● **INSTRUCTIONS TO FOLLOW**
Rewrite the records below, changing every "Emitted" to "Predicted" and leaving everything else as it is.
+--
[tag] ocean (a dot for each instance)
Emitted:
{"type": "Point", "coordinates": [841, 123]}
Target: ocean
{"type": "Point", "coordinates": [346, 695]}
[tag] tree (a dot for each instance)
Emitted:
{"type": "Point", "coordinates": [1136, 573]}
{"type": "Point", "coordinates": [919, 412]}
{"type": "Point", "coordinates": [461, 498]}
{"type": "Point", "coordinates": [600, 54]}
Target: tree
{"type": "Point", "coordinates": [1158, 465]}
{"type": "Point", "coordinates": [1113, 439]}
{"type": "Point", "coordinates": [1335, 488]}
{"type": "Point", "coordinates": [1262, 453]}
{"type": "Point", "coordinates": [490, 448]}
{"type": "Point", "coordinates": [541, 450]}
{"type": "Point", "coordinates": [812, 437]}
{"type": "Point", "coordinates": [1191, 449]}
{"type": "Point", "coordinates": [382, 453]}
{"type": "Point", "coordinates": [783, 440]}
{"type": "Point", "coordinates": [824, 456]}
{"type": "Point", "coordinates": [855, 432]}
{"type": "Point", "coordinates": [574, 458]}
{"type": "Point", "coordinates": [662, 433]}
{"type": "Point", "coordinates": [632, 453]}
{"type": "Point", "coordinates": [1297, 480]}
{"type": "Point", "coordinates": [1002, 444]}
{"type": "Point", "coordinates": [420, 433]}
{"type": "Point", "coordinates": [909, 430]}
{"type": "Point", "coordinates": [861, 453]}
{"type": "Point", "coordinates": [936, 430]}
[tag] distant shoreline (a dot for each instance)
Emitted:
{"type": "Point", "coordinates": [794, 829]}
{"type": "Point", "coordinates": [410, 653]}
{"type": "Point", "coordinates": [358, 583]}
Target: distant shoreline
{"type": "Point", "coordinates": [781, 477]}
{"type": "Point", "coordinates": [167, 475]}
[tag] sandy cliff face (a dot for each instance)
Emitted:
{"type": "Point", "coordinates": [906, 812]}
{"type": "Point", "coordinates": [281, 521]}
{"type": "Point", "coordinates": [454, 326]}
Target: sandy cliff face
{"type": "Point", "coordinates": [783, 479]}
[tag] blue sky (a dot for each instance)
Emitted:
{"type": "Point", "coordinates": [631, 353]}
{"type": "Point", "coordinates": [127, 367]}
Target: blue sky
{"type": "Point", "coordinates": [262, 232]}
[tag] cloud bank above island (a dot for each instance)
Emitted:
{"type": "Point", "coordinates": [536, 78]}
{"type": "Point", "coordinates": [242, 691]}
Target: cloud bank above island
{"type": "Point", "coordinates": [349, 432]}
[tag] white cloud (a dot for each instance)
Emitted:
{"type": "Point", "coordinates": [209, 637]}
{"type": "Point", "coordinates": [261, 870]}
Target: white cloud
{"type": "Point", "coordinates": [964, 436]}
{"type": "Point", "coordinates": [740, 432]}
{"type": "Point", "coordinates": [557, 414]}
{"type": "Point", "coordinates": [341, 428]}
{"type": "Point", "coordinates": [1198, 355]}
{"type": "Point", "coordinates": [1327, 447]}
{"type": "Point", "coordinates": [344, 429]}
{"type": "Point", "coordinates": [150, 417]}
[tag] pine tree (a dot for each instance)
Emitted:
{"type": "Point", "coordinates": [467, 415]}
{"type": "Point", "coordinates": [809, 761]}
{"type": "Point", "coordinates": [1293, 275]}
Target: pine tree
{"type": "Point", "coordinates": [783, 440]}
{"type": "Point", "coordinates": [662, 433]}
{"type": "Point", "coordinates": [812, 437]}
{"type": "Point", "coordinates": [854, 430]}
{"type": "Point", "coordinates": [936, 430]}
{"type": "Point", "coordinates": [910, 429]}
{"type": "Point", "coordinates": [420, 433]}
+--
● **FINISHED EXERCISE**
[tag] ocean (a dot for each instance)
Predicted:
{"type": "Point", "coordinates": [841, 123]}
Target: ocean
{"type": "Point", "coordinates": [346, 695]}
[tag] tree (a dot for each instance)
Predicted:
{"type": "Point", "coordinates": [1136, 573]}
{"type": "Point", "coordinates": [919, 412]}
{"type": "Point", "coordinates": [461, 498]}
{"type": "Point", "coordinates": [600, 54]}
Target: tree
{"type": "Point", "coordinates": [1158, 465]}
{"type": "Point", "coordinates": [1113, 439]}
{"type": "Point", "coordinates": [1335, 488]}
{"type": "Point", "coordinates": [1262, 453]}
{"type": "Point", "coordinates": [490, 448]}
{"type": "Point", "coordinates": [541, 450]}
{"type": "Point", "coordinates": [812, 437]}
{"type": "Point", "coordinates": [1191, 449]}
{"type": "Point", "coordinates": [382, 453]}
{"type": "Point", "coordinates": [783, 440]}
{"type": "Point", "coordinates": [824, 456]}
{"type": "Point", "coordinates": [855, 432]}
{"type": "Point", "coordinates": [574, 458]}
{"type": "Point", "coordinates": [662, 433]}
{"type": "Point", "coordinates": [632, 453]}
{"type": "Point", "coordinates": [1297, 480]}
{"type": "Point", "coordinates": [1002, 444]}
{"type": "Point", "coordinates": [420, 433]}
{"type": "Point", "coordinates": [909, 430]}
{"type": "Point", "coordinates": [861, 453]}
{"type": "Point", "coordinates": [936, 430]}
[tag] distant shoreline (a dot for each instance)
Predicted:
{"type": "Point", "coordinates": [794, 829]}
{"type": "Point", "coordinates": [410, 653]}
{"type": "Point", "coordinates": [358, 583]}
Target: distant shoreline
{"type": "Point", "coordinates": [781, 477]}
{"type": "Point", "coordinates": [167, 475]}
[tag] sandy cliff face (a dot for each instance)
Predicted:
{"type": "Point", "coordinates": [906, 812]}
{"type": "Point", "coordinates": [281, 521]}
{"type": "Point", "coordinates": [454, 326]}
Target: sandy cliff face
{"type": "Point", "coordinates": [783, 479]}
[tag] blue sky (a dot for each instance)
Predicted:
{"type": "Point", "coordinates": [631, 353]}
{"type": "Point", "coordinates": [127, 367]}
Target: blue sky
{"type": "Point", "coordinates": [262, 232]}
[tag] cloud bank above island (a dot for each instance)
Predicted:
{"type": "Point", "coordinates": [536, 78]}
{"type": "Point", "coordinates": [242, 691]}
Target: cloud bank above island
{"type": "Point", "coordinates": [349, 432]}
[tag] white cloud (a dot for each instance)
Predicted:
{"type": "Point", "coordinates": [209, 637]}
{"type": "Point", "coordinates": [261, 870]}
Target: white cloud
{"type": "Point", "coordinates": [964, 436]}
{"type": "Point", "coordinates": [740, 432]}
{"type": "Point", "coordinates": [557, 414]}
{"type": "Point", "coordinates": [341, 428]}
{"type": "Point", "coordinates": [1198, 355]}
{"type": "Point", "coordinates": [1327, 447]}
{"type": "Point", "coordinates": [344, 429]}
{"type": "Point", "coordinates": [150, 417]}
[tag] pine tree (a dot for each instance)
Predicted:
{"type": "Point", "coordinates": [467, 415]}
{"type": "Point", "coordinates": [809, 761]}
{"type": "Point", "coordinates": [1293, 275]}
Target: pine tree
{"type": "Point", "coordinates": [783, 440]}
{"type": "Point", "coordinates": [662, 433]}
{"type": "Point", "coordinates": [812, 437]}
{"type": "Point", "coordinates": [854, 430]}
{"type": "Point", "coordinates": [936, 430]}
{"type": "Point", "coordinates": [910, 429]}
{"type": "Point", "coordinates": [420, 433]}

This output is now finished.